══ Input data
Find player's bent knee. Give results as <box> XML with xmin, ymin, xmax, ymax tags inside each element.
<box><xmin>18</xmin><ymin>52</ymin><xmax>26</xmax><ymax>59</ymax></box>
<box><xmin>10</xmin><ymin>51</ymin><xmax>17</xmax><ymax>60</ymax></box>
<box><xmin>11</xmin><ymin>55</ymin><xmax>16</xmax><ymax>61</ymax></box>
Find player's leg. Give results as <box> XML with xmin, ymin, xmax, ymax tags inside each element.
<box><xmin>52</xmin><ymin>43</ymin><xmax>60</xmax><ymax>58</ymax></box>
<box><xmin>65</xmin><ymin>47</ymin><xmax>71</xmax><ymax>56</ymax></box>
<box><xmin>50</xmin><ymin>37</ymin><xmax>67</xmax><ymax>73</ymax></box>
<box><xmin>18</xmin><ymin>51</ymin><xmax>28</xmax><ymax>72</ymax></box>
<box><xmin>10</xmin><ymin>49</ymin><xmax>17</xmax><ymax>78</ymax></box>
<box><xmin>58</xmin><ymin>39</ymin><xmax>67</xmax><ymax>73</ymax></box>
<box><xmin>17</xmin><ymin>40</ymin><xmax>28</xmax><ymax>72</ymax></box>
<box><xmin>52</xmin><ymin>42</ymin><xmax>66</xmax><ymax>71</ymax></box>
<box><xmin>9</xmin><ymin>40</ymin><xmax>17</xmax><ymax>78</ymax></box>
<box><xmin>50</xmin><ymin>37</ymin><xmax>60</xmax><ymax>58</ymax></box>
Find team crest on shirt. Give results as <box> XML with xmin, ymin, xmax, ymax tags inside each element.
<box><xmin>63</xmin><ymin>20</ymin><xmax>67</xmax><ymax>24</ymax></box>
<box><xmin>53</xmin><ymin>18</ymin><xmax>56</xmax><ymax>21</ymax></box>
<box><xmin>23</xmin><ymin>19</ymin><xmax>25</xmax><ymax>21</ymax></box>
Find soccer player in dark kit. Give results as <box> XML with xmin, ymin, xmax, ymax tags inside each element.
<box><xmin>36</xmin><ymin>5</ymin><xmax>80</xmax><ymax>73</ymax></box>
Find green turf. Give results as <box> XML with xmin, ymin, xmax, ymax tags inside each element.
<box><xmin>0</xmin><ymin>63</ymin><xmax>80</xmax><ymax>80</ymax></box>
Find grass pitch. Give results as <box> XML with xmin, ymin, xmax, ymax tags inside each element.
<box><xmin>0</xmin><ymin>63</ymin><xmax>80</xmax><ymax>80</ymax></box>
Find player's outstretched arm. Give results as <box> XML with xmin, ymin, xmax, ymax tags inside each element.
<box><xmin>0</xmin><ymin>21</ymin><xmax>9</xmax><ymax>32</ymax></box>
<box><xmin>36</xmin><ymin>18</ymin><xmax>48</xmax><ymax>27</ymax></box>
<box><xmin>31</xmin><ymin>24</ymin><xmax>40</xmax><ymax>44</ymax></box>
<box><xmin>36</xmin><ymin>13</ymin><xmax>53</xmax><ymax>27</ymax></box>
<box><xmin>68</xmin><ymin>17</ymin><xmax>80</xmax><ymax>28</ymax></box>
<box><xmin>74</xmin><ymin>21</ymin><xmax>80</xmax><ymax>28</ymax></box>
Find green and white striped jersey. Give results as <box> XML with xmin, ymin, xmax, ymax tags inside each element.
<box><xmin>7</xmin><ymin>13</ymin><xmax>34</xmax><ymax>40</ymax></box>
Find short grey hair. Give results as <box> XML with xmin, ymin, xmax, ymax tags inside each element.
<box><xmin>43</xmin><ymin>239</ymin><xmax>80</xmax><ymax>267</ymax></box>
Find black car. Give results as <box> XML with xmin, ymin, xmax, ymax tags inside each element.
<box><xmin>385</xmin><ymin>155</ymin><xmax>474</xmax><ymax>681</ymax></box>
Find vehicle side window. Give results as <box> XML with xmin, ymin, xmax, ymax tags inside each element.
════
* [What to work on]
A verbatim output of all the data above is needed.

* [Task solution]
Find player's bent knee. Give results as <box> XML with xmin, ymin, xmax, ymax tags inside each element.
<box><xmin>18</xmin><ymin>52</ymin><xmax>26</xmax><ymax>59</ymax></box>
<box><xmin>10</xmin><ymin>51</ymin><xmax>17</xmax><ymax>60</ymax></box>
<box><xmin>11</xmin><ymin>55</ymin><xmax>16</xmax><ymax>61</ymax></box>
Find player's leg. Give results as <box> XML with xmin, ymin, xmax, ymax tags inside each element.
<box><xmin>52</xmin><ymin>43</ymin><xmax>60</xmax><ymax>58</ymax></box>
<box><xmin>65</xmin><ymin>47</ymin><xmax>71</xmax><ymax>56</ymax></box>
<box><xmin>50</xmin><ymin>37</ymin><xmax>67</xmax><ymax>73</ymax></box>
<box><xmin>18</xmin><ymin>51</ymin><xmax>28</xmax><ymax>72</ymax></box>
<box><xmin>10</xmin><ymin>49</ymin><xmax>17</xmax><ymax>78</ymax></box>
<box><xmin>58</xmin><ymin>39</ymin><xmax>67</xmax><ymax>73</ymax></box>
<box><xmin>17</xmin><ymin>40</ymin><xmax>28</xmax><ymax>72</ymax></box>
<box><xmin>52</xmin><ymin>42</ymin><xmax>66</xmax><ymax>71</ymax></box>
<box><xmin>9</xmin><ymin>40</ymin><xmax>17</xmax><ymax>78</ymax></box>
<box><xmin>50</xmin><ymin>37</ymin><xmax>60</xmax><ymax>58</ymax></box>
Find team crest on shirt. Give results as <box> XML with xmin, ymin, xmax, ymax tags inside each element.
<box><xmin>63</xmin><ymin>20</ymin><xmax>67</xmax><ymax>24</ymax></box>
<box><xmin>53</xmin><ymin>18</ymin><xmax>56</xmax><ymax>21</ymax></box>
<box><xmin>23</xmin><ymin>19</ymin><xmax>25</xmax><ymax>21</ymax></box>
Find soccer player in dark kit. Give results as <box> XML with xmin, ymin, xmax, ymax tags inside each element.
<box><xmin>36</xmin><ymin>5</ymin><xmax>80</xmax><ymax>73</ymax></box>
Find green turf. Give results as <box> XML with xmin, ymin, xmax, ymax tags inside each element.
<box><xmin>0</xmin><ymin>63</ymin><xmax>80</xmax><ymax>80</ymax></box>
Find grass pitch. Give results as <box> XML with xmin, ymin, xmax, ymax tags inside each element.
<box><xmin>0</xmin><ymin>63</ymin><xmax>80</xmax><ymax>80</ymax></box>
Find player's outstretched arm. Give results as <box> XML with xmin, ymin, xmax, ymax tags inside each element.
<box><xmin>0</xmin><ymin>21</ymin><xmax>9</xmax><ymax>32</ymax></box>
<box><xmin>36</xmin><ymin>18</ymin><xmax>48</xmax><ymax>27</ymax></box>
<box><xmin>31</xmin><ymin>24</ymin><xmax>40</xmax><ymax>44</ymax></box>
<box><xmin>36</xmin><ymin>13</ymin><xmax>53</xmax><ymax>27</ymax></box>
<box><xmin>68</xmin><ymin>17</ymin><xmax>80</xmax><ymax>28</ymax></box>
<box><xmin>74</xmin><ymin>21</ymin><xmax>80</xmax><ymax>28</ymax></box>
Find green and white striped jersey. Give results as <box> XML with xmin, ymin, xmax, ymax tags inside each element.
<box><xmin>7</xmin><ymin>13</ymin><xmax>34</xmax><ymax>40</ymax></box>
Find short grey hair. Give results as <box> XML with xmin, ymin, xmax, ymax tags inside each element.
<box><xmin>43</xmin><ymin>239</ymin><xmax>80</xmax><ymax>267</ymax></box>
Find black car. Give results as <box> XML with xmin, ymin, xmax, ymax tags inside each element.
<box><xmin>385</xmin><ymin>155</ymin><xmax>474</xmax><ymax>681</ymax></box>
Find vehicle side window. Give results as <box> XML with xmin, ymin, xmax, ymax tags inside each element.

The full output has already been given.